**Description of the task**.
Some lines below may hold the string "white". Count them and give only the total.

##### Data

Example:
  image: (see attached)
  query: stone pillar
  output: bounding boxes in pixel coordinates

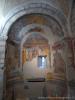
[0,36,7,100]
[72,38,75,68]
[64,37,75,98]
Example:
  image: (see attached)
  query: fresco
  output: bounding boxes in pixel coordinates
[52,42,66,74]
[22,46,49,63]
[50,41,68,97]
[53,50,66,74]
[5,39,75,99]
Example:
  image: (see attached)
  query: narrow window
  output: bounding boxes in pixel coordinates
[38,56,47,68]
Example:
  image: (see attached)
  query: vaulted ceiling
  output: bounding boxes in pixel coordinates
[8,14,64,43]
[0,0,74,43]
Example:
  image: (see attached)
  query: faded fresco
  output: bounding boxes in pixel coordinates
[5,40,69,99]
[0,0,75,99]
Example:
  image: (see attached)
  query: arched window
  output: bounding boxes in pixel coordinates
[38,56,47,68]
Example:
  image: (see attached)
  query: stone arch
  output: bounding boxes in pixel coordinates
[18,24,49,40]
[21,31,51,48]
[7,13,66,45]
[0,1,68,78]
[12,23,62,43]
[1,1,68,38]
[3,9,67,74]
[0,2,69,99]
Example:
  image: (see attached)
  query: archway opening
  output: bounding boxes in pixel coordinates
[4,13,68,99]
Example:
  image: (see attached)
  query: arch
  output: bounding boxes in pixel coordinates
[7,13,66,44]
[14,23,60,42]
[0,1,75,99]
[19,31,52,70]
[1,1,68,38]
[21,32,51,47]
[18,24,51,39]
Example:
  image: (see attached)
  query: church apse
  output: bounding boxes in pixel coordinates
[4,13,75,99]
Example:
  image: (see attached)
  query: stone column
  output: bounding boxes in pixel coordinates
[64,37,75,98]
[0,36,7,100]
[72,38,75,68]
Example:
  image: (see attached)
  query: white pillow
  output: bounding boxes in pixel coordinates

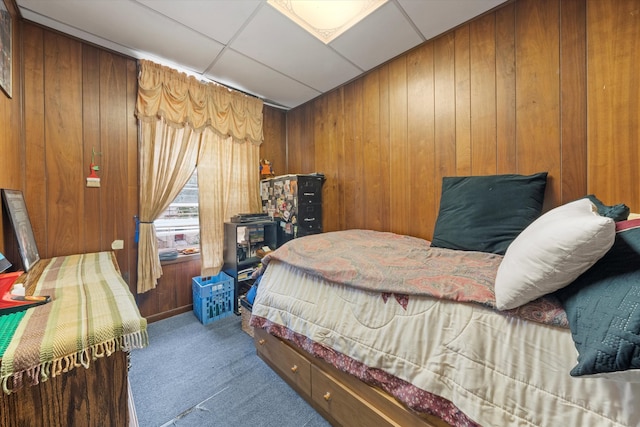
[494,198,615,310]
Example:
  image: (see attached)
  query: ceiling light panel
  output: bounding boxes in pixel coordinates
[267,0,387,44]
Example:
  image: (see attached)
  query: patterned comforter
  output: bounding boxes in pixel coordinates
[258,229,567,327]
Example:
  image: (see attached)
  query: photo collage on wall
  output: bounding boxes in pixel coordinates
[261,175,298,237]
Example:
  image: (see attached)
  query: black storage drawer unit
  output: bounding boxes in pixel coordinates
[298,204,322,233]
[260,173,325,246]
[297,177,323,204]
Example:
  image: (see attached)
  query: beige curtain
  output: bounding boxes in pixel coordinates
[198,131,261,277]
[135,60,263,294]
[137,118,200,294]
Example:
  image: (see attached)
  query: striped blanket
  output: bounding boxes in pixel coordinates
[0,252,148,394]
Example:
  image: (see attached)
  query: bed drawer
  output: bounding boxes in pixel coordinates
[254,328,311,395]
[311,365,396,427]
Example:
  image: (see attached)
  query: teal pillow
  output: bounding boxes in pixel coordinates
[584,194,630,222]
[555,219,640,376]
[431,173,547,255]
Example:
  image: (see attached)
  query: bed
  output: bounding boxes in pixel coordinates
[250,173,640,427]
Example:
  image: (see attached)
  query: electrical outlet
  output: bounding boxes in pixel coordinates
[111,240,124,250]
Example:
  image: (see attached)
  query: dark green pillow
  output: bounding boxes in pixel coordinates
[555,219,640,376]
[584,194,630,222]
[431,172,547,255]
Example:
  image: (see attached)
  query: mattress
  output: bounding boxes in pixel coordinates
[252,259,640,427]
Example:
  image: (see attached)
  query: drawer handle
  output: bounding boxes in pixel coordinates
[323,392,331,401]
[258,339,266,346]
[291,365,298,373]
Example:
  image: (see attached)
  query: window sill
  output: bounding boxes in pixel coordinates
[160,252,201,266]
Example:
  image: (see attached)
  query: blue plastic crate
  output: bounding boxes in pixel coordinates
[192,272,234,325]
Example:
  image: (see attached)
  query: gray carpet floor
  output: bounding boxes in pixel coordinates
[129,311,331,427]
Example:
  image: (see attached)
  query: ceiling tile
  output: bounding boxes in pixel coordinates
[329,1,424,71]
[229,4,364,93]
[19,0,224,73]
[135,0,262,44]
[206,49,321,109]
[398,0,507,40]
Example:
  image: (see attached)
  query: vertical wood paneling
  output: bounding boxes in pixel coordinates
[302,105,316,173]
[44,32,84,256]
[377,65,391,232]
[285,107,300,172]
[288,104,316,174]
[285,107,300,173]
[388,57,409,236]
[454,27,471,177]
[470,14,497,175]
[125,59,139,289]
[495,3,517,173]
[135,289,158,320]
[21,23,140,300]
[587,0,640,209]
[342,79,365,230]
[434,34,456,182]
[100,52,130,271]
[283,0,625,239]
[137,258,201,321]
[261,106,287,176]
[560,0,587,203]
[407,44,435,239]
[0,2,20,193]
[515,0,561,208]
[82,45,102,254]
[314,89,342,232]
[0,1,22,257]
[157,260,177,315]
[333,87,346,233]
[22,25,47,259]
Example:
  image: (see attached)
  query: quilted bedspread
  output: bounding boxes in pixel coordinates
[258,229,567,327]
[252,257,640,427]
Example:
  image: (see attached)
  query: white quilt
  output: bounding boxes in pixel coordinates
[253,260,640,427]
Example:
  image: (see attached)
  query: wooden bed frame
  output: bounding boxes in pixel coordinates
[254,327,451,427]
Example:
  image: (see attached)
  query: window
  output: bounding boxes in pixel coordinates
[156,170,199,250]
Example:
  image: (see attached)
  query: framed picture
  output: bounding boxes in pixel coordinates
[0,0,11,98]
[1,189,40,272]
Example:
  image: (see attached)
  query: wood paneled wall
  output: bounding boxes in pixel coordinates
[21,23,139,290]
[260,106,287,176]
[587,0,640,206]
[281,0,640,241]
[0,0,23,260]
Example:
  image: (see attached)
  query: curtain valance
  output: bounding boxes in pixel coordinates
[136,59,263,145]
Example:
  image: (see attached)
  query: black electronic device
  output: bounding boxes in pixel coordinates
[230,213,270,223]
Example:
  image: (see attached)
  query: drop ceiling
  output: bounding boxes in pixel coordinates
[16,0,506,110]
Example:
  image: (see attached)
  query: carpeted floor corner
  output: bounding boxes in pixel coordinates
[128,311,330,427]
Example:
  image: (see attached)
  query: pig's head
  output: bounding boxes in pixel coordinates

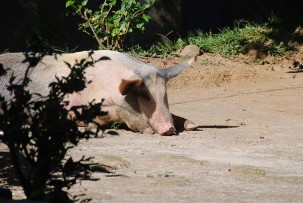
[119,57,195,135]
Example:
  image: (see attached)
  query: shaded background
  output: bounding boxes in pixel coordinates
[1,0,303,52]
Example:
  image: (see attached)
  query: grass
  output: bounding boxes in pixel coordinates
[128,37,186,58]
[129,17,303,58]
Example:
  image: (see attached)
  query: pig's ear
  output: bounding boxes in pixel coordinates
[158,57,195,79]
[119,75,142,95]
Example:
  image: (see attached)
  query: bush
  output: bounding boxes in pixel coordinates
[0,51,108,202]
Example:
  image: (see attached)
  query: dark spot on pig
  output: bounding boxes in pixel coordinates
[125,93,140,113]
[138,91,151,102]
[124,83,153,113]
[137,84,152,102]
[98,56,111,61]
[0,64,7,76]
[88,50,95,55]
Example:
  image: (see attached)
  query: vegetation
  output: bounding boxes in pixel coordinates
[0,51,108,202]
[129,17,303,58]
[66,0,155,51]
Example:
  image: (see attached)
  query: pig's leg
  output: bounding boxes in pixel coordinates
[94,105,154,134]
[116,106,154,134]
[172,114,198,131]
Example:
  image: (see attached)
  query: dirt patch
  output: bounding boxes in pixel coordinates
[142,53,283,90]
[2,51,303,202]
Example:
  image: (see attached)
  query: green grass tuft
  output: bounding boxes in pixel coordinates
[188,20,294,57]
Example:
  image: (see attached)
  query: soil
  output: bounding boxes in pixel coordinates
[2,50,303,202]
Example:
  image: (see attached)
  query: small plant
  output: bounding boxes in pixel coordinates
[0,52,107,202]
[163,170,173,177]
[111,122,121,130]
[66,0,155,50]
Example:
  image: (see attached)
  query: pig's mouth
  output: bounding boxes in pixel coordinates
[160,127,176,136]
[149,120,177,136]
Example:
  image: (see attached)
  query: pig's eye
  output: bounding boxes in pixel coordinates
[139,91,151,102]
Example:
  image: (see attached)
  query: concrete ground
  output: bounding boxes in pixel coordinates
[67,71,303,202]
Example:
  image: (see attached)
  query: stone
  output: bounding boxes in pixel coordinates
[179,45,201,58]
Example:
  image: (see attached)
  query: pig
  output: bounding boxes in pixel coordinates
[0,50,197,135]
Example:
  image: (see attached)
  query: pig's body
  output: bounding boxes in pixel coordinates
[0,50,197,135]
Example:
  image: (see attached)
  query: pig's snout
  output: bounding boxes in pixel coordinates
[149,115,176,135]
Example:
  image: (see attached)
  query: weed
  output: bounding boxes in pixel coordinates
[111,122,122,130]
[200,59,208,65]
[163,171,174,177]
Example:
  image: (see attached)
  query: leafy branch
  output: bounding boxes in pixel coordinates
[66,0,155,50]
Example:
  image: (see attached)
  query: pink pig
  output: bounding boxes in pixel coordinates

##########

**Answer for the task**.
2